**Problem**
Will you transcribe all the entries word for word, skipping the pictures they hold?

*** Data excerpts ***

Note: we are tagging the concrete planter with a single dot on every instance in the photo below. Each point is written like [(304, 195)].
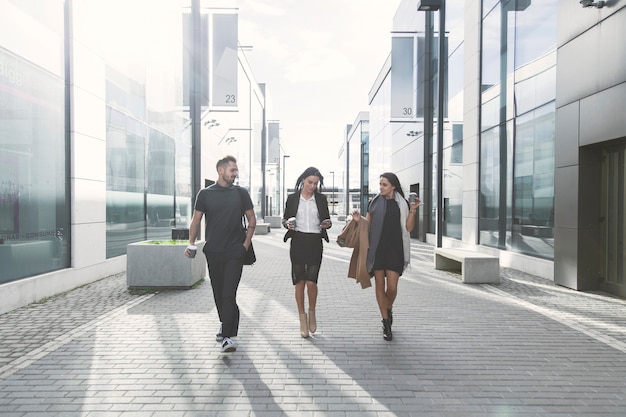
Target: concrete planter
[(163, 265)]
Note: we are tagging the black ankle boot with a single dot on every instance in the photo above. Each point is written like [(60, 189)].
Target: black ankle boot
[(387, 330)]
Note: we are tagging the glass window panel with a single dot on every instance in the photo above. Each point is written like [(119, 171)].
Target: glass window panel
[(534, 183), (34, 209)]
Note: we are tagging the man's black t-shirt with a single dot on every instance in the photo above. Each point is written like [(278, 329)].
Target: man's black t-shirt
[(223, 208)]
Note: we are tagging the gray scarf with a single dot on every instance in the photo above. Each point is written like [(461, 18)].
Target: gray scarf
[(377, 210)]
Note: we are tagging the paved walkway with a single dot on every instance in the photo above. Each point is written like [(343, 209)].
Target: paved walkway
[(521, 348)]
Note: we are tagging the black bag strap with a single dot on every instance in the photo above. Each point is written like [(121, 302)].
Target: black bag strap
[(244, 219)]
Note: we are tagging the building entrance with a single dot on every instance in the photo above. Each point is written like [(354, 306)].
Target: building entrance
[(613, 203)]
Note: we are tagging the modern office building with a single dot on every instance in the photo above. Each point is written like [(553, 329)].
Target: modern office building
[(531, 155), (355, 159), (112, 116)]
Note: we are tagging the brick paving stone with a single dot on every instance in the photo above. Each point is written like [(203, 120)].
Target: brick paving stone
[(526, 347)]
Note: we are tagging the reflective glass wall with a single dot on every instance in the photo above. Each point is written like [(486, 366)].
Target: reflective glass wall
[(518, 87), (34, 205), (148, 147)]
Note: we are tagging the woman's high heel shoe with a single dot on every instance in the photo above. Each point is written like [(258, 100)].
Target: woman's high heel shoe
[(312, 321), (304, 326), (387, 330)]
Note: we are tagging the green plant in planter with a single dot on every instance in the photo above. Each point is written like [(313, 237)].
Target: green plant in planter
[(167, 242)]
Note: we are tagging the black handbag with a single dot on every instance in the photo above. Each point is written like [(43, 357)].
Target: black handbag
[(250, 257)]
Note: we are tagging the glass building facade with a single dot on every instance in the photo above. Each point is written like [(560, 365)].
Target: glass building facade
[(524, 134), (518, 93), (34, 188), (100, 145)]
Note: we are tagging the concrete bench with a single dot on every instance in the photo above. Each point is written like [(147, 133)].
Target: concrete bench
[(262, 228), (475, 267), (274, 221)]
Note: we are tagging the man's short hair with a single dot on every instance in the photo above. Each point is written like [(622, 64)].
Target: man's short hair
[(225, 161)]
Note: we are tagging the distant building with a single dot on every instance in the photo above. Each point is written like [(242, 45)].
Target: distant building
[(534, 138), (112, 116)]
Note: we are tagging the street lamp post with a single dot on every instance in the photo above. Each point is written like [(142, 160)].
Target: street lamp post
[(430, 6), (333, 193), (284, 184)]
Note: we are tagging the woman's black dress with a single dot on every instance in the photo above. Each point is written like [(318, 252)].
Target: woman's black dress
[(390, 253)]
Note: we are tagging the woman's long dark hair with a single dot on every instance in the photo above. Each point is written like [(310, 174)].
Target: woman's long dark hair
[(307, 173), (393, 179)]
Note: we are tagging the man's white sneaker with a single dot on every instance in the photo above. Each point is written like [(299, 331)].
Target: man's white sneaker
[(228, 345)]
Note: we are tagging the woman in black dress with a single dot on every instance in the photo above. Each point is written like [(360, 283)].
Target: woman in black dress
[(309, 208), (391, 219)]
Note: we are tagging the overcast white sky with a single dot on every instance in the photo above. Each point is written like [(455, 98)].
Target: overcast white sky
[(319, 59)]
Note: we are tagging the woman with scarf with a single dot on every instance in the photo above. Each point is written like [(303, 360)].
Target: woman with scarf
[(391, 219), (307, 218)]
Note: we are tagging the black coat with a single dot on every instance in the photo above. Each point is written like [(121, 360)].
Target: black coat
[(291, 208)]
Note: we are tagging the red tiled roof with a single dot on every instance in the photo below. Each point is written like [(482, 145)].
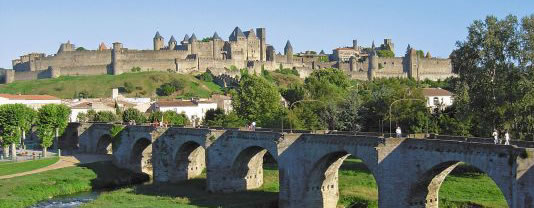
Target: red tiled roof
[(28, 97), (436, 92), (175, 103)]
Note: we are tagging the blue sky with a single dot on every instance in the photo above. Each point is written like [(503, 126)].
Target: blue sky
[(40, 26)]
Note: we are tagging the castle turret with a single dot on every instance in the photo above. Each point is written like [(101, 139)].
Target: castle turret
[(193, 41), (158, 42), (288, 52), (237, 35), (412, 61), (217, 44), (115, 58), (172, 43), (352, 62), (260, 32), (373, 63), (64, 47)]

*** End of Data excerpts ***

**Worked solution**
Note: we are tagging the concrete planter with a single dot on every instance in the photo below. Each point is written like [(304, 195)].
Target: concrete planter
[(163, 265)]
Note: we are tagging the black ankle boot with a single dot on every instance in the photo above. Each point is written like [(60, 189)].
Target: black ankle boot
[(387, 330)]
Note: we are tagging the glass window panel with a single dot on every instance in the photo above. Each point is written like [(119, 171)].
Target: glass window panel
[(534, 183), (34, 209)]
Note: we are tagging the man's black t-shirt with a single dot on every instance in the photo above. Each point is written like [(278, 329)].
Target: man's black t-shirt
[(223, 208)]
Note: we are tagging the gray scarf with a single dot on every instance in the photo above. Each point is written like [(461, 18)].
Target: gray scarf
[(377, 210)]
Note: we are tagging the paved walkway with a single dot on every instance in the photo above. Each point is written like [(343, 209)].
Target: paved walkway
[(521, 348)]
Note: we are tagging the black bag strap with a single dot on every instance in the photo above. Each point is written like [(121, 302)].
Target: black bag strap
[(244, 219)]
Note: we are tagging the building entrance with a single dot on every instance in the photo above. Each point is written like [(354, 306)].
Target: building entrance
[(613, 203)]
Note: we are tagging the modern office building with a single dot on every instance in the photo above. Each point is written like [(553, 329)].
Target: modern office building
[(531, 155), (355, 159), (112, 116)]
Note: we are tagging the brick paving stone with a single dot on every instance in the photo above. Each point is written like [(203, 120)].
Target: brick paving stone
[(526, 347)]
Note: we are tagging the reflective glass wall with a single dot on every instance in the photo above. Each point is written like [(486, 366)].
Target: reflective glass wall
[(518, 87), (34, 205), (148, 147)]
Note: we are tagging the woman's high heel shoe with a single dot on every instance in the photo above. Each point is written like [(258, 100)].
Target: woman's high heel shoe
[(312, 321), (304, 326), (387, 330)]
Note: we are tagging the green plant in planter with a single dot on every instance in the photo above. Each point is written like [(313, 237)].
Target: green plant in planter
[(167, 242)]
Note: we are tagging the black handbag with a single dot on every instance in the photo above. Each point is written like [(43, 357)].
Target: black handbag
[(250, 257)]
Note: we are tagging the glass building facade with a single dot on every instance in the photo above. Each point is written like [(560, 365)].
Target: glass building facade
[(524, 134), (518, 93), (34, 188), (100, 145)]
Note: we are tagging the concrete bench with a single dot on every instance in the photo above. Each point is written like [(147, 133)].
Target: concrete bench
[(262, 228), (475, 267), (274, 221)]
Note: we are tagging the man's short hair with a single dot on every instance in the photo above. Each point is written like [(622, 64)].
Target: man's short hair
[(225, 161)]
Note: we are tagging the distant building with a single dot on every instance in the photo above. Each point is written like [(242, 45)].
Target: distant building
[(534, 138), (112, 116)]
Note: we are tagging the street lamp post with a single dot on every instance in the photo above. Each point is written like [(142, 160)].
Target: street lamp post
[(430, 6), (333, 193), (284, 184)]
Note: we are tagging the woman's black dress with a single dot on every instance in the photo above. Each point is written like [(318, 252)].
Target: woman's black dress
[(390, 253)]
Note: we are tagging the woman's long dark hair with a single dot on every instance in the photo above. Each point is written like [(310, 174)].
Target: woman's long dark hair
[(307, 173), (393, 179)]
Note: we are tagging the man's white sneaker with a single dot on every instance in the photo above. Each point is written like [(299, 331)].
Target: man's white sneaker
[(228, 345)]
Note: we are tagging the woman in black dress with a single dot on every instance in the photo above. Each point is written like [(360, 283)].
Target: woman in black dress
[(309, 208), (391, 219)]
Note: we are tagging the overcast white sky with a single dot on every instance in the photo above. Each point is written like [(455, 98)].
Target: overcast white sky
[(319, 59)]
Note: we are tagging the woman with scarf with a single dot on every instance in the photo above. Each point is written like [(303, 360)].
Target: woman with scarf
[(391, 219), (307, 218)]
Note: we are tagging the black coat with a single dot on every instance in the photo above. Each point is written like [(121, 360)].
Target: black coat
[(291, 208)]
Note: we are tagging the red tiled roof with a single dot on every instance in the photo below. Each point is written like [(482, 145)].
Target: red tiled roof
[(28, 97), (436, 92), (175, 103)]
Note: we are tagging the blue sky with a single dot on every instance in the photo above. Each point is written like [(503, 126)].
Target: blue sky
[(40, 26)]
Note: we are tagging the castle turret with a single dot on every instance in the photo above. Each point is written like [(101, 139)].
Target: castle turret
[(193, 41), (158, 42), (288, 52), (237, 35), (412, 61), (217, 44), (115, 58), (172, 43), (352, 62), (260, 32), (373, 63), (64, 47)]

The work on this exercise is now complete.